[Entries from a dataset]
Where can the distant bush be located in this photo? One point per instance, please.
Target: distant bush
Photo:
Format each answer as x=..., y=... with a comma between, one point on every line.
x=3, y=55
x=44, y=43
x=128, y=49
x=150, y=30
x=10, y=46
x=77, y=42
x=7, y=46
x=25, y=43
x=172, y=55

Task objective
Print each of the lines above word for word, keeping them in the same order.

Exercise solution
Where can the distant bush be located in this photo? One point per instance, please.
Target: distant bush
Photo:
Format each answer as x=..., y=... with a comma between, one point on every line.
x=3, y=55
x=44, y=43
x=128, y=49
x=150, y=30
x=10, y=46
x=77, y=42
x=7, y=46
x=25, y=43
x=172, y=55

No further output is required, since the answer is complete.